**Data for this exercise:**
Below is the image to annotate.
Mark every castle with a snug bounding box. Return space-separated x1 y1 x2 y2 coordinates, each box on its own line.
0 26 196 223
---
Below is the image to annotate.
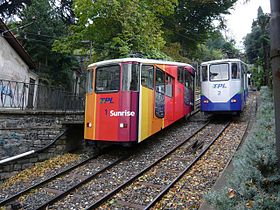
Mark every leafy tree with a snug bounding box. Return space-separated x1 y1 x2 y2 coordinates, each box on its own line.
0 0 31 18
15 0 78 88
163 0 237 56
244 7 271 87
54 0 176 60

**Exercise goal:** Please state how many lines of the data above contain the word "coordinates", and give only the number.

**Solution for this exercise:** 2